Entries drawn from a collection
=-=-=-=-=

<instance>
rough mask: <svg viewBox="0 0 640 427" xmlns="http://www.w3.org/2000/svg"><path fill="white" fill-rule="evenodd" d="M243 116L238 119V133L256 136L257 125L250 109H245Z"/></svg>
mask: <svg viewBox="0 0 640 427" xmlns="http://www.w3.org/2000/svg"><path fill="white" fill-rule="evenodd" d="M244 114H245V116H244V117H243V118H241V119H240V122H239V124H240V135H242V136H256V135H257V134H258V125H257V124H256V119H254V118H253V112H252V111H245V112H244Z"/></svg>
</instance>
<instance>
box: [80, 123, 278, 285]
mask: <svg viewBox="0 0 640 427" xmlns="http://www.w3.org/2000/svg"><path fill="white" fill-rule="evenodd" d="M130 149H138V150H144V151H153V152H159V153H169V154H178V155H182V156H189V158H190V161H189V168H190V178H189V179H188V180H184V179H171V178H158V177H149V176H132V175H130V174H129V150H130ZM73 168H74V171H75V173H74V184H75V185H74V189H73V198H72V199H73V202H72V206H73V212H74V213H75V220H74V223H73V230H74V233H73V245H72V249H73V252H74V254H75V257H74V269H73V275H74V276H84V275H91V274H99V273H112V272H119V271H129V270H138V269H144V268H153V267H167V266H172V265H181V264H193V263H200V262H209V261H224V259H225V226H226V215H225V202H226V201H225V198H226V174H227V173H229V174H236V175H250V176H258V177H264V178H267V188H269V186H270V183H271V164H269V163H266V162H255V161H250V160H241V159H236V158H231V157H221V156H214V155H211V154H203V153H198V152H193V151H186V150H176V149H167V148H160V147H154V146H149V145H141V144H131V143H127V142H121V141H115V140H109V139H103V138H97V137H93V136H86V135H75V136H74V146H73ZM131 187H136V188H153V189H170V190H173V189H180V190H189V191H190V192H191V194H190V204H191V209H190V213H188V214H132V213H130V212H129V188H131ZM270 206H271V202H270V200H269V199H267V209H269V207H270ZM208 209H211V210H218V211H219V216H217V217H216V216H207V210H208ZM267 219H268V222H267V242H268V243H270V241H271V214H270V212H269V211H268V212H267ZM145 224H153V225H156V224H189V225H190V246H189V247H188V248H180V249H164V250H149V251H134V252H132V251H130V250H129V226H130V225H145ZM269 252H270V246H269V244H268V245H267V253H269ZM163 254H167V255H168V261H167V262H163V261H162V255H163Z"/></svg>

=-=-=-=-=

▶ **BRIEF**: Reproduce each of the records above, line for line, without altering anything.

▶ **SOLUTION TO THIS EXERCISE**:
<instance>
rough mask: <svg viewBox="0 0 640 427" xmlns="http://www.w3.org/2000/svg"><path fill="white" fill-rule="evenodd" d="M243 116L238 119V133L256 136L257 125L250 109H245Z"/></svg>
mask: <svg viewBox="0 0 640 427" xmlns="http://www.w3.org/2000/svg"><path fill="white" fill-rule="evenodd" d="M244 114H245V116H244V117H243V118H241V119H240V122H239V124H240V135H242V136H256V135H257V134H258V125H257V124H256V119H254V118H253V112H252V111H245V112H244Z"/></svg>
</instance>
<instance>
box: [80, 123, 278, 285]
mask: <svg viewBox="0 0 640 427" xmlns="http://www.w3.org/2000/svg"><path fill="white" fill-rule="evenodd" d="M130 149H138V150H144V151H153V152H159V153H169V154H178V155H182V156H189V158H190V161H189V168H190V178H189V179H188V180H184V179H171V178H158V177H149V176H132V175H130V174H129V150H130ZM73 168H74V171H75V173H74V184H75V185H74V189H73V198H72V199H73V202H72V206H73V212H74V213H75V220H74V223H73V230H74V233H73V245H72V249H73V252H74V254H75V257H74V269H73V275H74V276H84V275H91V274H99V273H112V272H119V271H129V270H138V269H144V268H153V267H167V266H172V265H181V264H193V263H200V262H209V261H224V259H225V226H226V215H225V202H226V201H225V198H226V174H227V173H229V174H236V175H250V176H258V177H264V178H267V188H269V186H270V183H271V164H269V163H266V162H255V161H250V160H241V159H236V158H231V157H221V156H214V155H211V154H203V153H198V152H193V151H186V150H176V149H167V148H160V147H154V146H149V145H141V144H131V143H127V142H121V141H115V140H109V139H103V138H97V137H93V136H86V135H75V136H74V146H73ZM131 187H136V188H153V189H170V190H173V189H180V190H189V191H190V192H191V194H190V204H191V209H190V213H188V214H132V213H130V212H129V188H131ZM270 206H271V202H270V200H269V199H267V209H269V207H270ZM208 209H211V210H218V211H219V216H217V217H216V216H207V210H208ZM267 219H268V222H267V242H268V243H270V241H271V214H270V212H269V211H268V212H267ZM145 224H153V225H156V224H189V225H190V246H189V247H188V248H180V249H164V250H149V251H134V252H132V251H130V250H129V226H130V225H145ZM269 252H270V246H269V244H268V245H267V253H269ZM163 254H167V255H168V261H167V262H163V261H162V255H163Z"/></svg>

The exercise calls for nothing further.